■ Task objective: Could you turn all the rows below into a numbered list, dropping any blank lines and leaving the pictures out?

■ Data to use:

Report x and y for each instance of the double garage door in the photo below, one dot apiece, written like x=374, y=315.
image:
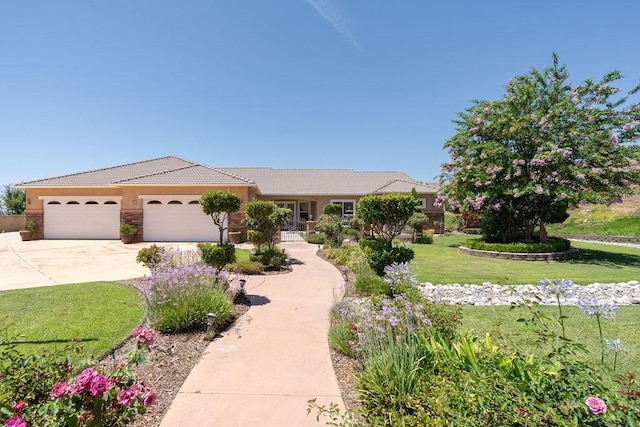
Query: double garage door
x=165, y=219
x=177, y=220
x=81, y=219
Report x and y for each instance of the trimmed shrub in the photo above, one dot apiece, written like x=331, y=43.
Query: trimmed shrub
x=378, y=254
x=217, y=255
x=316, y=238
x=553, y=244
x=273, y=257
x=249, y=268
x=371, y=284
x=150, y=257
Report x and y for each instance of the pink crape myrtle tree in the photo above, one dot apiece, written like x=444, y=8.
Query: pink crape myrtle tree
x=546, y=146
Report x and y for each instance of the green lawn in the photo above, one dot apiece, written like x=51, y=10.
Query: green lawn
x=501, y=322
x=101, y=314
x=627, y=226
x=442, y=263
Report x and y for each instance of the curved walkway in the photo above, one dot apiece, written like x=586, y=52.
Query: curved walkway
x=275, y=358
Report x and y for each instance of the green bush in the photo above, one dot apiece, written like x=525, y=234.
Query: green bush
x=379, y=255
x=316, y=238
x=553, y=244
x=272, y=257
x=425, y=239
x=249, y=268
x=369, y=283
x=149, y=257
x=217, y=255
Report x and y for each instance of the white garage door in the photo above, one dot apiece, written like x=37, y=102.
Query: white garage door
x=77, y=219
x=177, y=221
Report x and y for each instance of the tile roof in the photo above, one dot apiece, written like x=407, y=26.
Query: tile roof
x=332, y=182
x=163, y=170
x=173, y=170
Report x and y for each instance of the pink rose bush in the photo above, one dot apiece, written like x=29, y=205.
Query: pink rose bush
x=92, y=398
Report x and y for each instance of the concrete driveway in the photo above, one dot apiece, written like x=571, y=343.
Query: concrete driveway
x=56, y=262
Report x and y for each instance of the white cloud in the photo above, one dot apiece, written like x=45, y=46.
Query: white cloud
x=332, y=15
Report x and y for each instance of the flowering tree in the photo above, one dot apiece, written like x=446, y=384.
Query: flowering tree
x=545, y=146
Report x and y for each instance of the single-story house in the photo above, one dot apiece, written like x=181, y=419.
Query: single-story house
x=160, y=196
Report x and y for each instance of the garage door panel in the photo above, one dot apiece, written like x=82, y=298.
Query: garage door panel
x=82, y=221
x=178, y=223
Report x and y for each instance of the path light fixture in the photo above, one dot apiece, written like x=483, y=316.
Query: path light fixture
x=211, y=318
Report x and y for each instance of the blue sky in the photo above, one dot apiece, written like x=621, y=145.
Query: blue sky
x=361, y=84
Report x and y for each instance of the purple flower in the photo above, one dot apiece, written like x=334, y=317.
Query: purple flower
x=15, y=421
x=596, y=405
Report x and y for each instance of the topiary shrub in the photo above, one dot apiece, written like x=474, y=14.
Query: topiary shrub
x=217, y=255
x=272, y=257
x=378, y=254
x=151, y=256
x=249, y=268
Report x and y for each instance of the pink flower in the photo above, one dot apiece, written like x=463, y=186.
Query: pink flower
x=596, y=405
x=99, y=385
x=145, y=336
x=149, y=398
x=128, y=395
x=60, y=390
x=19, y=406
x=15, y=421
x=83, y=382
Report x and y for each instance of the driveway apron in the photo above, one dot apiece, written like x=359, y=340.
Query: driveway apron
x=263, y=371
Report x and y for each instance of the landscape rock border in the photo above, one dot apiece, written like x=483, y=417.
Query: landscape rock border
x=571, y=253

■ Answer:
1. Report x and y for each instance of the double garage door in the photo below, one dot apiece, written like x=374, y=315.
2. image:
3. Query: double garage door
4. x=165, y=219
5. x=177, y=220
6. x=81, y=219
7. Report x and y for each instance of the trimmed shrub in the photo above, one dot apiece, written like x=331, y=43.
8. Query: trimmed shrub
9. x=378, y=254
10. x=217, y=255
11. x=316, y=238
12. x=553, y=244
13. x=273, y=257
14. x=249, y=268
15. x=371, y=284
16. x=150, y=257
17. Report x and y for each instance of the pink crape myrtle tree in the photo above, one dot apiece, written like x=444, y=8.
18. Query: pink crape myrtle tree
19. x=546, y=146
20. Report x and y for each instance of the green lawn in the photo above, one dot apiece, written like x=51, y=10.
21. Query: green lawn
22. x=501, y=322
23. x=101, y=314
24. x=627, y=226
25. x=442, y=263
26. Report x and y for each instance of the curved walkway in the photo above, one dot apiece, written like x=586, y=52.
27. Query: curved walkway
28. x=275, y=358
29. Report x and y for each instance of the green bush in the photo above, one dot apiece, written like x=525, y=234.
30. Query: green bush
31. x=379, y=255
32. x=316, y=238
33. x=553, y=244
34. x=272, y=257
35. x=425, y=239
36. x=249, y=268
37. x=369, y=283
38. x=149, y=257
39. x=217, y=255
40. Report x and y for each instance of the white garage door in the photo above, one dot apiece, written like x=37, y=102.
41. Query: white garage door
42. x=77, y=219
43. x=177, y=221
44. Report x and y for each instance of the tile roof in the photo above, one dot apiece, written like x=407, y=26.
45. Query: tile roof
46. x=332, y=182
47. x=163, y=170
48. x=173, y=170
49. Report x and y for each instance of the pink rose bush in the photo above, one dot apiece, written like x=29, y=205.
50. Query: pink rose bush
51. x=92, y=398
52. Report x and y for each instance of the concrete driveway in the photo above, one dot apiece, written like x=571, y=343.
53. Query: concrete driveway
54. x=56, y=262
55. Report x and y for each instance of the white cloud in the photo above, one dot apiece, written like x=45, y=46.
56. Query: white cloud
57. x=332, y=15
58. Report x and y for each instance of the flowering tree in the photo above, one dot apiece, written like x=446, y=384.
59. Query: flowering tree
60. x=545, y=146
61. Report x and y for each instance of the single-story house in the photo above, one dot apiece, written like x=181, y=419.
62. Query: single-story house
63. x=160, y=196
64. Report x and y for each instance of the garage door panel in the photo above, one dot apiece, written like x=82, y=298.
65. Query: garage door panel
66. x=82, y=221
67. x=178, y=223
68. Report x and y for each instance of the path light fixture in the photo above, one dot apiece, written like x=483, y=316.
69. Query: path light fixture
70. x=211, y=318
71. Report x and y for each instance of the blue sky in the photo above, one dot apiece, written like x=621, y=145.
72. Query: blue sky
73. x=361, y=84
74. Report x and y for each instance of the purple flower in the photo above, one dot apiece, written like x=334, y=317.
75. Query: purple flower
76. x=15, y=421
77. x=596, y=405
78. Report x and y for each instance of the topiary shrub in the photo above, one dot apiece, written like x=474, y=14.
79. Query: topiary shrub
80. x=217, y=255
81. x=272, y=257
82. x=378, y=254
83. x=151, y=256
84. x=249, y=268
85. Report x and y for each instance of the pink flower in the photo above, one dot apiece, written like x=463, y=186.
86. Query: pink flower
87. x=596, y=405
88. x=99, y=385
89. x=145, y=336
90. x=149, y=398
91. x=128, y=395
92. x=60, y=390
93. x=19, y=406
94. x=15, y=421
95. x=83, y=382
96. Report x and y for each instance of the driveway apron in the photo above, one dot apiece, written like x=359, y=340.
97. Query: driveway apron
98. x=263, y=371
99. Report x and y for each instance of the landscape rock border in the photo above, one dot apiece, written like x=483, y=417.
100. Query: landscape rock border
101. x=571, y=253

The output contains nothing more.